WHAT TO PRODUCE: From the data below, copy exactly the lines that lie between the one holding "Ground the orange forklift" and the one holding "Ground the electrical", including both, and nothing more.

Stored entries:
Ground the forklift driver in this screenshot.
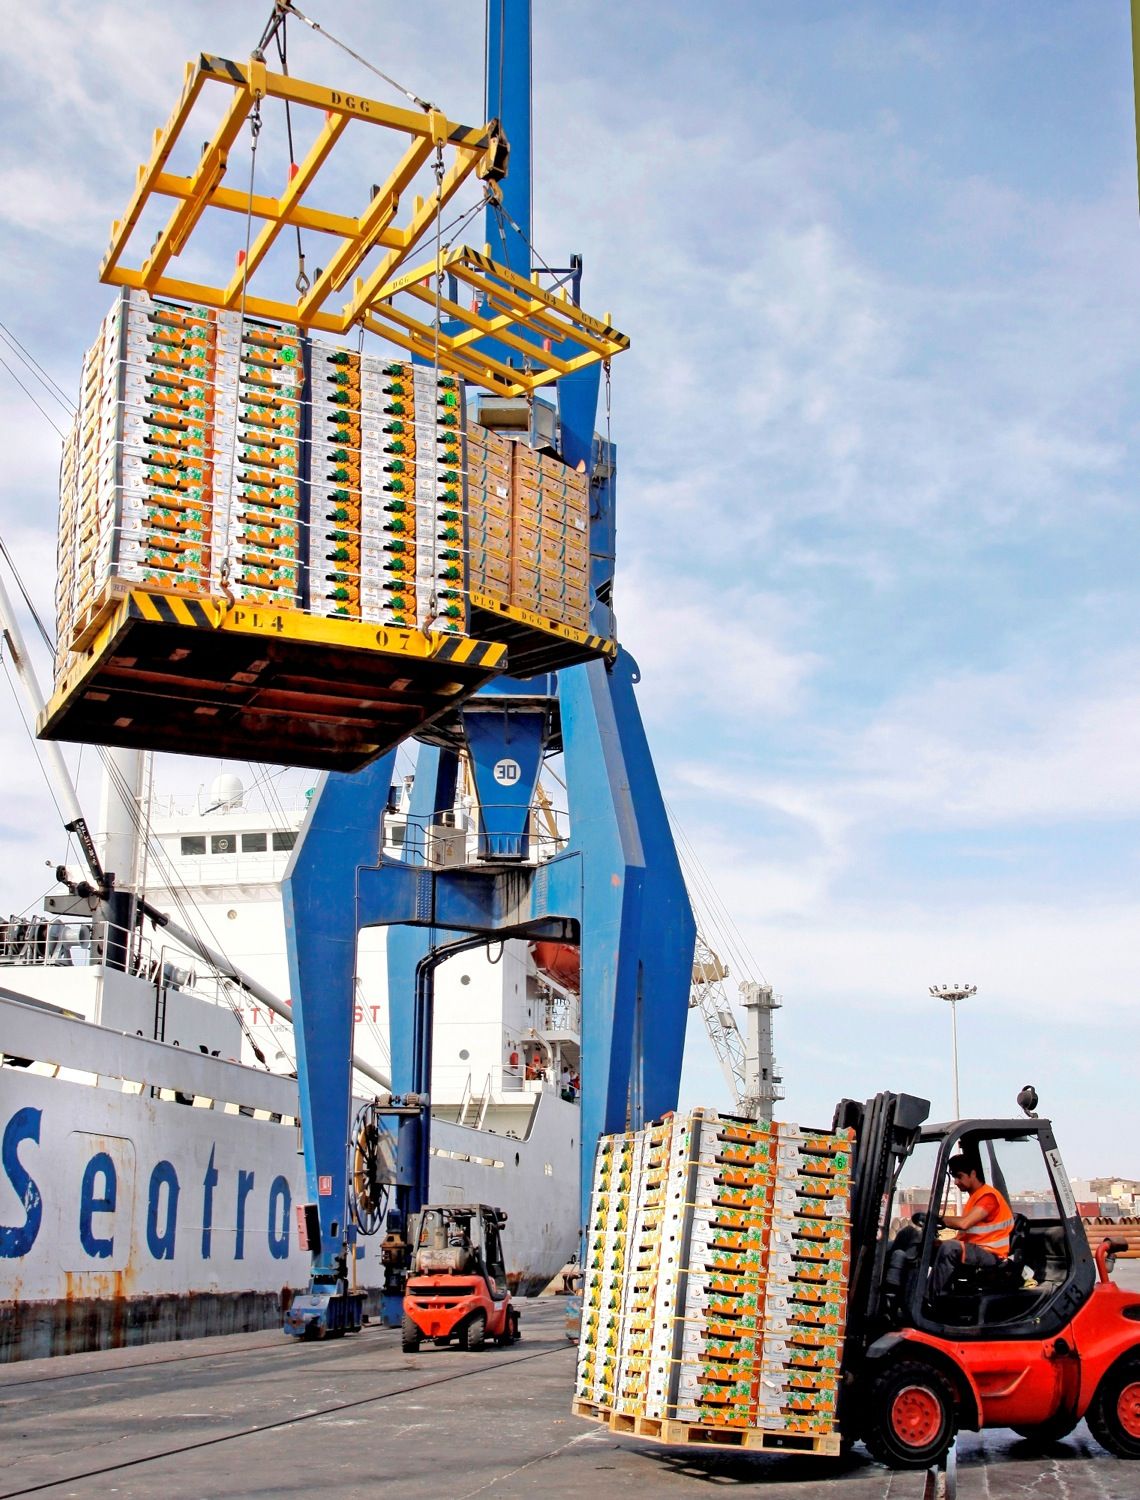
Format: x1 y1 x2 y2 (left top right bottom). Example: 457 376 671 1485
930 1154 1014 1296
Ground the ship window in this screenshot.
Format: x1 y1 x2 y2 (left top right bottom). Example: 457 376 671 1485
242 832 268 852
180 836 206 856
272 831 297 852
387 821 406 848
210 834 236 855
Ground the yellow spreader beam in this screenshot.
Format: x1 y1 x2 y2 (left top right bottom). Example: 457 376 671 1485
98 54 628 395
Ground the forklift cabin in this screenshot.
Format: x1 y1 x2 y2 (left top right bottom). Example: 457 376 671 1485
412 1204 510 1295
885 1118 1096 1338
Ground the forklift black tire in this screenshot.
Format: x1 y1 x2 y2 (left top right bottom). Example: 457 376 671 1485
401 1313 421 1353
863 1360 958 1470
1010 1414 1079 1447
461 1310 487 1351
1087 1355 1140 1458
496 1310 520 1346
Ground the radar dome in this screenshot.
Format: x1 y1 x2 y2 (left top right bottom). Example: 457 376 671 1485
209 773 244 810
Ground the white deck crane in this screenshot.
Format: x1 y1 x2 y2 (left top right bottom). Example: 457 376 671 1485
689 935 784 1122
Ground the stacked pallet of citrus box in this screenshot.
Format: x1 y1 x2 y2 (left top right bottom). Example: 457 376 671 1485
575 1131 638 1410
307 352 467 631
574 1110 854 1444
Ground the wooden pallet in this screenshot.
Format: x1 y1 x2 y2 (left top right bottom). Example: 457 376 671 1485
68 579 133 653
572 1400 841 1456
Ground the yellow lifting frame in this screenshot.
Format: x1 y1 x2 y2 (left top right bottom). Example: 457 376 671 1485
362 244 629 395
98 53 629 395
100 54 501 325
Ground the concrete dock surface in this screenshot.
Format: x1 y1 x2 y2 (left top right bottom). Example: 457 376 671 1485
5 1272 1140 1500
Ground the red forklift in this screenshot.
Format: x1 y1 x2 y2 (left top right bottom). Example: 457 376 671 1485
401 1203 521 1352
839 1090 1140 1467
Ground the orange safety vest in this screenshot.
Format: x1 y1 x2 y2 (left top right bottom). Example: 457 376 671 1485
959 1185 1013 1256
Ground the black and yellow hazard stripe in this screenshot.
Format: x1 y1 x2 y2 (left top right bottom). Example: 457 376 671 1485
199 54 246 85
129 591 215 629
433 635 503 668
119 586 509 671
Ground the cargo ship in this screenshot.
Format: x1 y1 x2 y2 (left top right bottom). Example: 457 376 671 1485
0 754 583 1361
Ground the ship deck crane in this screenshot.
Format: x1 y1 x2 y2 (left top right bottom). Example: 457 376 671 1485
689 936 784 1123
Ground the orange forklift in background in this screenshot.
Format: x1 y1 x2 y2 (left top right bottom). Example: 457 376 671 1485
401 1204 521 1352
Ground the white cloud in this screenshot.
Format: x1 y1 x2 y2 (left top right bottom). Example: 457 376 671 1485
617 565 820 726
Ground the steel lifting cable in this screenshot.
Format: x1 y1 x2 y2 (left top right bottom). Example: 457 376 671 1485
279 1 438 113
427 143 446 633
664 794 768 986
268 13 311 295
219 95 264 602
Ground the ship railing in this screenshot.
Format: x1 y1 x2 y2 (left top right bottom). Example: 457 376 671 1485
540 992 581 1036
383 801 570 869
455 1070 472 1123
0 915 156 977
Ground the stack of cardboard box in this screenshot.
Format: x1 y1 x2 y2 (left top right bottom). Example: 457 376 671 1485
576 1131 637 1411
463 426 592 634
306 352 465 630
574 1109 854 1440
219 316 303 607
510 445 590 628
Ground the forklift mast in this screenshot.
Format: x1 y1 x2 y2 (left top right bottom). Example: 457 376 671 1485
834 1091 931 1356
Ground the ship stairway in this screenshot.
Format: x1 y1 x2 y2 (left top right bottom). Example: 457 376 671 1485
456 1072 492 1128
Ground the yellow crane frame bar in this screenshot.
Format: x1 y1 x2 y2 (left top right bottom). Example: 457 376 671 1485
362 245 629 395
98 54 629 395
100 55 501 330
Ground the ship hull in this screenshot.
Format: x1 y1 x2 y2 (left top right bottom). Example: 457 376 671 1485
1 1002 578 1361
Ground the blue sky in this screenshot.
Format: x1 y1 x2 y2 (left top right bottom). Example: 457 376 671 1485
0 3 1138 1175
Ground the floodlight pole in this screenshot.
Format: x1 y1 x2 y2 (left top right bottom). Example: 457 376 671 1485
929 982 977 1120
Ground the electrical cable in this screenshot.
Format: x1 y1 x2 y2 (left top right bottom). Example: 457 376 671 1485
0 353 66 439
0 321 74 412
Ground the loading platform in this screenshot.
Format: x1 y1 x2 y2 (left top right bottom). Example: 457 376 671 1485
0 1298 1124 1500
38 583 509 772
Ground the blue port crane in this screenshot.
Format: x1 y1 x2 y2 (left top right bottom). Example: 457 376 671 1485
281 0 695 1335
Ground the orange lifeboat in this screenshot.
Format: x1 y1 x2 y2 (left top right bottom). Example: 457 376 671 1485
531 940 580 992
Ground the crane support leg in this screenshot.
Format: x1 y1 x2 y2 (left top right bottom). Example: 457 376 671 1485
282 749 396 1336
560 651 695 1226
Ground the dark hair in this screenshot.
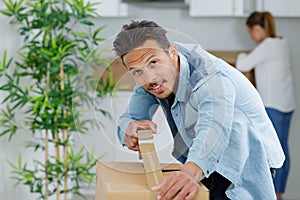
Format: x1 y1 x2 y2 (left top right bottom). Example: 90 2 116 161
113 20 170 58
246 11 276 37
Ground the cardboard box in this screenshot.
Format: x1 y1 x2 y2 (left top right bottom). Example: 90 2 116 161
95 161 209 200
208 50 255 87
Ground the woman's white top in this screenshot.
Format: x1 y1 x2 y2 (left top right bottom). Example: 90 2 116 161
236 37 295 112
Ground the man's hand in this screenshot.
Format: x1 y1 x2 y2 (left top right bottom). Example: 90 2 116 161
125 120 157 151
151 162 203 200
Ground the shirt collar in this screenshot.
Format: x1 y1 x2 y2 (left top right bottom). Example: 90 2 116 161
175 52 191 102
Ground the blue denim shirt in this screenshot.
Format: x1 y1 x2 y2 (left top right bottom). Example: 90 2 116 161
117 42 285 199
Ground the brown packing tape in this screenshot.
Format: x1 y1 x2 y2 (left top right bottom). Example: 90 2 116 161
137 129 163 189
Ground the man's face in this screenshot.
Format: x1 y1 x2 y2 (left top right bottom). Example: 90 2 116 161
123 40 180 99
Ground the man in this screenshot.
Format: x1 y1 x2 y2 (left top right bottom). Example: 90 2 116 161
113 20 284 200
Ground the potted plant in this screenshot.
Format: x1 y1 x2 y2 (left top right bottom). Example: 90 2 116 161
0 0 115 199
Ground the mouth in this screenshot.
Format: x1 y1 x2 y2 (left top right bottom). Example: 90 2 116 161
148 81 165 93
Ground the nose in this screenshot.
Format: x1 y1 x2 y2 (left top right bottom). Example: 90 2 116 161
144 68 157 84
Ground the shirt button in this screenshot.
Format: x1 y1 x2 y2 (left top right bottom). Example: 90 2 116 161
217 160 219 163
207 170 209 174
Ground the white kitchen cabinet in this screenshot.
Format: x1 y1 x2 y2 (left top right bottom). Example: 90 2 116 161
189 0 234 16
264 0 300 17
189 0 262 17
189 0 300 17
91 0 128 17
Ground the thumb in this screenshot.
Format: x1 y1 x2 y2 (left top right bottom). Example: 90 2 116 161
151 185 162 200
151 185 159 192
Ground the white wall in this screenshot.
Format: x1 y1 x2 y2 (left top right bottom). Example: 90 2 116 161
76 91 177 163
1 5 300 200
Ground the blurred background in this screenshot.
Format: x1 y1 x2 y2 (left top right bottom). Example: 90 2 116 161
1 0 299 199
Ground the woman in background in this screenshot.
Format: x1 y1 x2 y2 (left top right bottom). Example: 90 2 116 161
236 11 295 200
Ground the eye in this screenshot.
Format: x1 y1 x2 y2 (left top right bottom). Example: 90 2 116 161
148 60 158 69
131 69 142 76
150 60 157 64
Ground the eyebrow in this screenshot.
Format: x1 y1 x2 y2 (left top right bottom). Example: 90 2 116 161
128 55 156 71
128 67 136 71
145 55 155 64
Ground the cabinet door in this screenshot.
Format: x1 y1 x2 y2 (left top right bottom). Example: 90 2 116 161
264 0 300 17
92 0 128 17
190 0 234 16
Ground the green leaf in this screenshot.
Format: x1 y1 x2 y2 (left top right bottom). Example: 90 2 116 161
51 32 57 50
3 0 14 12
18 154 22 169
0 10 13 16
0 50 13 73
73 31 90 38
94 37 105 42
93 25 105 39
79 19 94 26
15 0 25 11
40 48 54 57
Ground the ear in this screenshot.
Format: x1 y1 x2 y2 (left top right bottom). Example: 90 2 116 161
168 44 179 62
253 24 264 32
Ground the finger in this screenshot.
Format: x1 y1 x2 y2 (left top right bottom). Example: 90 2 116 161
127 122 139 137
133 120 156 131
152 173 178 199
161 175 189 200
130 136 138 144
128 120 148 137
126 142 139 151
148 121 157 134
151 184 161 192
184 184 200 200
125 135 139 151
129 145 140 151
179 179 200 200
162 186 180 200
160 172 198 200
184 190 198 200
136 123 152 131
173 183 195 200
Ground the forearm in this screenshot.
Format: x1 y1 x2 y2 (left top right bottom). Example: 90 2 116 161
117 113 134 145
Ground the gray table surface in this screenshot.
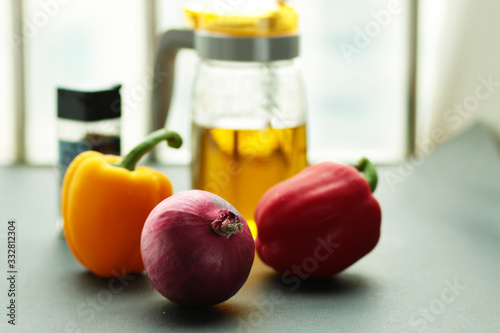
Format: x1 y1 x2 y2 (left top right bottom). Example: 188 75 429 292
0 123 499 333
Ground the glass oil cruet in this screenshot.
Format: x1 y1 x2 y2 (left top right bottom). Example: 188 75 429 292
152 0 308 236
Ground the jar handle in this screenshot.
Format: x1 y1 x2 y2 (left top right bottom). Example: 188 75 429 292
151 29 194 159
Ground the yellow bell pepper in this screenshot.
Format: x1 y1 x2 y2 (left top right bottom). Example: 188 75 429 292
62 129 182 278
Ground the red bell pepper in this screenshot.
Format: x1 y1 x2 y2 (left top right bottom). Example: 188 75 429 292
255 158 381 278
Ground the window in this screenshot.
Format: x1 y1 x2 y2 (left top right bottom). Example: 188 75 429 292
1 0 150 165
1 0 414 166
0 0 15 164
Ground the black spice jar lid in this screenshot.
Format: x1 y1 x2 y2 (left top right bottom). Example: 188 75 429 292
57 84 122 121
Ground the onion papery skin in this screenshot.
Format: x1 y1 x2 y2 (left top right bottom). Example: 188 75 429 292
141 190 255 306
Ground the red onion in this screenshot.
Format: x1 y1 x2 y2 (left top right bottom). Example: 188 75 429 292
140 190 255 306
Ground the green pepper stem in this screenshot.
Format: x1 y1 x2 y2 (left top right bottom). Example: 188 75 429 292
355 157 378 193
114 129 182 171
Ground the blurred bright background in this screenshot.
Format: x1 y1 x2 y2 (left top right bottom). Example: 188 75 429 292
0 0 499 166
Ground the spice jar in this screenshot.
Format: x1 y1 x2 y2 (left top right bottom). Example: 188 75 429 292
56 85 121 233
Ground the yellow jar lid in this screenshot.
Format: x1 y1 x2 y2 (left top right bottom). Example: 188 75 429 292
184 2 299 36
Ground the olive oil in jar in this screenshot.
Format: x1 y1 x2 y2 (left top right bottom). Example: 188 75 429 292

YOUR RESPONSE:
Ground the orange forklift in background in this screenshot.
Format: x1 y1 x2 y2 (left top right bottom). Example: 457 376 671 1485
401 1204 521 1352
Ground the white cloud in this screenshot.
Format: x1 y1 x2 y2 (left top right bottom). Example: 457 376 671 1485
617 565 820 726
Ground the steel lifting cable in this screenshot.
Format: x1 y1 x2 y2 (left top right bottom). Example: 457 376 671 1485
279 1 438 113
427 143 446 633
664 794 768 986
268 13 311 295
219 95 264 602
Ground the ship railing in this screenshot.
Format: x1 y1 x2 y2 (left top right bottom). Example: 457 376 671 1485
540 992 581 1036
383 801 570 869
455 1070 472 1123
0 915 156 977
Ground the stack of cardboard box in this screenshot.
Format: x1 y1 x2 y2 (left top right bottom). Example: 457 376 671 1485
576 1131 637 1411
463 426 592 634
306 352 465 630
574 1109 854 1440
219 316 303 607
510 445 590 628
Ground the forklift mast in this screenshot.
Format: x1 y1 x2 y2 (left top right bottom). Example: 457 376 671 1485
834 1091 931 1356
Ground the ship stairway in this screenshot.
Format: x1 y1 x2 y2 (left top right bottom). Example: 457 376 671 1485
456 1072 492 1128
Ground the yellow crane frame bar in this screenshot.
Format: x1 y1 x2 y2 (left top right bottom). Example: 457 376 671 1485
362 245 629 395
98 54 629 395
100 55 501 330
Ground the ship hull in this screenshot.
Format: x1 y1 x2 y2 (left top right bottom). Example: 457 376 671 1485
1 1002 578 1361
Ground the blue sky in this screenshot.
Format: x1 y1 x2 y2 (left top right bottom). Example: 457 376 671 1485
0 3 1138 1175
Ground the floodlight pole in this screenshot.
Format: x1 y1 x2 y2 (left top right bottom). Example: 457 376 671 1485
929 982 977 1120
Ground the electrical cable in this screenshot.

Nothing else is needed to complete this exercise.